======== Records supplied ========

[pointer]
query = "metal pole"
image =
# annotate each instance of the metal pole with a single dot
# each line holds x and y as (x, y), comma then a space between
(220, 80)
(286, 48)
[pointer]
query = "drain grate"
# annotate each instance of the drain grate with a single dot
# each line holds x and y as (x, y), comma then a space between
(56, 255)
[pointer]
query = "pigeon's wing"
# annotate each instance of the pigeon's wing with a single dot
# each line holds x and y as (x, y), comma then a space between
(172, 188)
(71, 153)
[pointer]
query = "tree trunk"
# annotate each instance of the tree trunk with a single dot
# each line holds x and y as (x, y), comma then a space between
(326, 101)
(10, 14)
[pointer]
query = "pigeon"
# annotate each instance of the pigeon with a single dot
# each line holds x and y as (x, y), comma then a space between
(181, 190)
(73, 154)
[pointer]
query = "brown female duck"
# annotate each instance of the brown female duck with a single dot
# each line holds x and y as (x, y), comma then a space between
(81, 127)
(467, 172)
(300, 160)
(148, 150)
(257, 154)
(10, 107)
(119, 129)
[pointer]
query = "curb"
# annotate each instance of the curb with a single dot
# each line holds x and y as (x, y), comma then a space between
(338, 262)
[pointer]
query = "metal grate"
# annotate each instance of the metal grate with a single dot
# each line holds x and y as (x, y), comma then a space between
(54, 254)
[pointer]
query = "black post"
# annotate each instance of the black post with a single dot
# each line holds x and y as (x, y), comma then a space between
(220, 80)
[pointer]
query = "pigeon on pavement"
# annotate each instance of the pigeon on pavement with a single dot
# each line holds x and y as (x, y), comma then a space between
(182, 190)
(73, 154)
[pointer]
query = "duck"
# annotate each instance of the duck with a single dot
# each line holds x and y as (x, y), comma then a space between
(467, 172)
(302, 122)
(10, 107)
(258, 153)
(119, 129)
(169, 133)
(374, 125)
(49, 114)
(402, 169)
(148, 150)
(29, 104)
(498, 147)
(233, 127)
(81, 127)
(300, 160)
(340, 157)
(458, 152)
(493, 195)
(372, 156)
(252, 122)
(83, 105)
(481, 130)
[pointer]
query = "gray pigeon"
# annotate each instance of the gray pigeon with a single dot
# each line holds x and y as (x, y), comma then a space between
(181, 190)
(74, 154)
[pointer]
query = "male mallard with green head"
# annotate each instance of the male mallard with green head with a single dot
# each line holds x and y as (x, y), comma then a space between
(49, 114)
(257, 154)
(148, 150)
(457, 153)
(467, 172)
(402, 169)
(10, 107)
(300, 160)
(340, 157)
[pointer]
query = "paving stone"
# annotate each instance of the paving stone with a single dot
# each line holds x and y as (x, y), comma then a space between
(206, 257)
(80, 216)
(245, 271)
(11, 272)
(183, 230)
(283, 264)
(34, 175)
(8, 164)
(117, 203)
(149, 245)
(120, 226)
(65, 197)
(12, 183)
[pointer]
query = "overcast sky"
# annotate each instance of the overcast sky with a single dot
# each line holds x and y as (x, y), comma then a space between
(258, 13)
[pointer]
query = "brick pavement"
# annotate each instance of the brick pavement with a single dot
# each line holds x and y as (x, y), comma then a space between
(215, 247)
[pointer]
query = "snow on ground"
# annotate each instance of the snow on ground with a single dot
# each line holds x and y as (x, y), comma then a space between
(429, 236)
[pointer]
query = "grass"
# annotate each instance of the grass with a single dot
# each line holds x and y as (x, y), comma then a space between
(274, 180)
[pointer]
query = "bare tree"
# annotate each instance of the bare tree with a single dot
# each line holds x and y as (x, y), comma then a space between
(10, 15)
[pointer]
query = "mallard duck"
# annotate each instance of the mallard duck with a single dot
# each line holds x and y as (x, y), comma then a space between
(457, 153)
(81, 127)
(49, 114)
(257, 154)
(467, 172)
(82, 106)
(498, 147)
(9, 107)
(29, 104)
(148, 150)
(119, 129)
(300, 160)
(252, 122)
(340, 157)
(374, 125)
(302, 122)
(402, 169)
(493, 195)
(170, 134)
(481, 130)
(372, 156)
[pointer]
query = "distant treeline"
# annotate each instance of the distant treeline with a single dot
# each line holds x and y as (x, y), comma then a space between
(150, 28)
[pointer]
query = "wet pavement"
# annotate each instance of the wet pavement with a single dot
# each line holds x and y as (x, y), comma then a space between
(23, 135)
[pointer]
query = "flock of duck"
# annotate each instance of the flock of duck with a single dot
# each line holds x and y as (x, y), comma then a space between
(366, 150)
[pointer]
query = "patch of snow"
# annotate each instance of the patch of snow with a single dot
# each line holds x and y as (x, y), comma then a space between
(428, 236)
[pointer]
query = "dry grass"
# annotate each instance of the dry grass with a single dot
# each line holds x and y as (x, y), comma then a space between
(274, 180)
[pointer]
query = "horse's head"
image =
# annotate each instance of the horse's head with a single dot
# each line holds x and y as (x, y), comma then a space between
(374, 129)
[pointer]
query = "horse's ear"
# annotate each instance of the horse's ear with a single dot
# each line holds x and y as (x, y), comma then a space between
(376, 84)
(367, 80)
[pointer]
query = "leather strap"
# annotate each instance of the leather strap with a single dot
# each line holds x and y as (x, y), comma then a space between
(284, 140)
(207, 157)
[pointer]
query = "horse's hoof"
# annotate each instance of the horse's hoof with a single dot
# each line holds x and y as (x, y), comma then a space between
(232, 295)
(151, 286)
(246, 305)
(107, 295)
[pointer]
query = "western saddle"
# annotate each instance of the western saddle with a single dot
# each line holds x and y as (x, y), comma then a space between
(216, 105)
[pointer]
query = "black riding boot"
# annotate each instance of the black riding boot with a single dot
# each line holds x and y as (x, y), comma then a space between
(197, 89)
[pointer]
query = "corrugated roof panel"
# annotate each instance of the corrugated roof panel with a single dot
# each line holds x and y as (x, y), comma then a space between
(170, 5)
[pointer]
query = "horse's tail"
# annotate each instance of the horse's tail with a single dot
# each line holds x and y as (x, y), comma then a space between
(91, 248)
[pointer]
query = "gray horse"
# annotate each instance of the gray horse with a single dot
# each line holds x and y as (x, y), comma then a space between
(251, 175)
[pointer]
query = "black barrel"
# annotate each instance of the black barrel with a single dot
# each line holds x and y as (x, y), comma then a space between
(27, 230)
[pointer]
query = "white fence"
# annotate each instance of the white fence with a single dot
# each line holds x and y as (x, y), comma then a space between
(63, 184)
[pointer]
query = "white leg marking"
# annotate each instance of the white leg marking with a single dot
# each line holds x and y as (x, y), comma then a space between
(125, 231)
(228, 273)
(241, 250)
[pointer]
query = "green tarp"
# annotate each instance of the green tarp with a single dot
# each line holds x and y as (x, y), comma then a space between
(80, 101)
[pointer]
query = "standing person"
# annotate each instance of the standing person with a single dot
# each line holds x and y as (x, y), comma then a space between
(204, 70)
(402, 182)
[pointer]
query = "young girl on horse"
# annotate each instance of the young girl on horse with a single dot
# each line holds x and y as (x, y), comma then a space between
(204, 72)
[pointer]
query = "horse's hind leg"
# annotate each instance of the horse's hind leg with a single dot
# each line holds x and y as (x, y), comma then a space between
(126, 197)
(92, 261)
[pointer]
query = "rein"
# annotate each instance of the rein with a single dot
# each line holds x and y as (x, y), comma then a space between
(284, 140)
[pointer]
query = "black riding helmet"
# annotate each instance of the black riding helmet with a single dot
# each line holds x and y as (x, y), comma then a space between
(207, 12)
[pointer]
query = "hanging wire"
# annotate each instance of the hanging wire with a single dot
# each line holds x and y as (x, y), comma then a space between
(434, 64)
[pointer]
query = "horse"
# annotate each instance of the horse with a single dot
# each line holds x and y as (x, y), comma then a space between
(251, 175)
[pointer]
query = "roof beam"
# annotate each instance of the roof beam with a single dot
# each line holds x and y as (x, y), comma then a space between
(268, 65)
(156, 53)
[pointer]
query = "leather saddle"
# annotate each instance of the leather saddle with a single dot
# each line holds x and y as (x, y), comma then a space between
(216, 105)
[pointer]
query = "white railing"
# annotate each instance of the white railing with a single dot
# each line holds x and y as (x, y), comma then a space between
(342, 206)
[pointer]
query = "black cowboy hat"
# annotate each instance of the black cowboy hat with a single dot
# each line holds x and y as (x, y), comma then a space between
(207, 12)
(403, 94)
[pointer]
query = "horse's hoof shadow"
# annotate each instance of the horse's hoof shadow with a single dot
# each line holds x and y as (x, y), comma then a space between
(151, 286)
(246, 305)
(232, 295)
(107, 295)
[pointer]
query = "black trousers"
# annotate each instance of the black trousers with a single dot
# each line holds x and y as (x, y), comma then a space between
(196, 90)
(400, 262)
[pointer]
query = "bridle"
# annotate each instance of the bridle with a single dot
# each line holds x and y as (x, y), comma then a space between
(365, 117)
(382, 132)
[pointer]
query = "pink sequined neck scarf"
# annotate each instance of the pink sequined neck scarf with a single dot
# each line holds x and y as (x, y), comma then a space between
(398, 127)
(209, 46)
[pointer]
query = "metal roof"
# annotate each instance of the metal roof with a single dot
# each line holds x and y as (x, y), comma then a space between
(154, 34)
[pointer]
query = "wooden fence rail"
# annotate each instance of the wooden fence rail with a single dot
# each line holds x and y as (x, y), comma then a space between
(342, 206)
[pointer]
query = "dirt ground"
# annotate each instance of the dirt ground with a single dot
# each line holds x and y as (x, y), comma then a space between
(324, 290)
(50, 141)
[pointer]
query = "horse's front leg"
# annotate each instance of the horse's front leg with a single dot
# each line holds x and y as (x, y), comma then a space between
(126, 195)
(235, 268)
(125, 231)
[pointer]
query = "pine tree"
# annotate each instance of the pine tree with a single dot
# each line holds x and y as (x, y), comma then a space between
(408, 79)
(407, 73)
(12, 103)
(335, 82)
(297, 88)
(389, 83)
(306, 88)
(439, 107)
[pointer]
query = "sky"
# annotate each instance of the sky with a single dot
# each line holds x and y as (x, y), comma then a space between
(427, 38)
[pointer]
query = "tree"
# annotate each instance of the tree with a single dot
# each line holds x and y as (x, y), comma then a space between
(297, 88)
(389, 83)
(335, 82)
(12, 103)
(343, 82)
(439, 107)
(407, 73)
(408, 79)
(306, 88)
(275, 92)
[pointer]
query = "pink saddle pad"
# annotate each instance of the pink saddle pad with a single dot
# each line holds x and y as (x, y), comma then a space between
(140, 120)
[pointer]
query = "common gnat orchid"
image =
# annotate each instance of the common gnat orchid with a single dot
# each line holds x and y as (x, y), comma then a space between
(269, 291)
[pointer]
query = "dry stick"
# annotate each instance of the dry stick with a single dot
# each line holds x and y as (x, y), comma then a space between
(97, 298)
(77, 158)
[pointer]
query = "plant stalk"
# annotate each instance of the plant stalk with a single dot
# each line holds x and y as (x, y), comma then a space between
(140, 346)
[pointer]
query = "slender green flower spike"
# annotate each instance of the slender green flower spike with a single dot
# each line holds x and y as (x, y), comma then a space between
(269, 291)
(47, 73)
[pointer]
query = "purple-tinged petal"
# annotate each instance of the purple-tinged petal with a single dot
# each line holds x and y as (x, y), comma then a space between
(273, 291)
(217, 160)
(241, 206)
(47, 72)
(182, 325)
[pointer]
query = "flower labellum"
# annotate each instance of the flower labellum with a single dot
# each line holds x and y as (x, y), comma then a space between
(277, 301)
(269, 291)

========

Problem requirements →
Count the lines in the records that contain the string "flower" and give only that number.

Answer →
4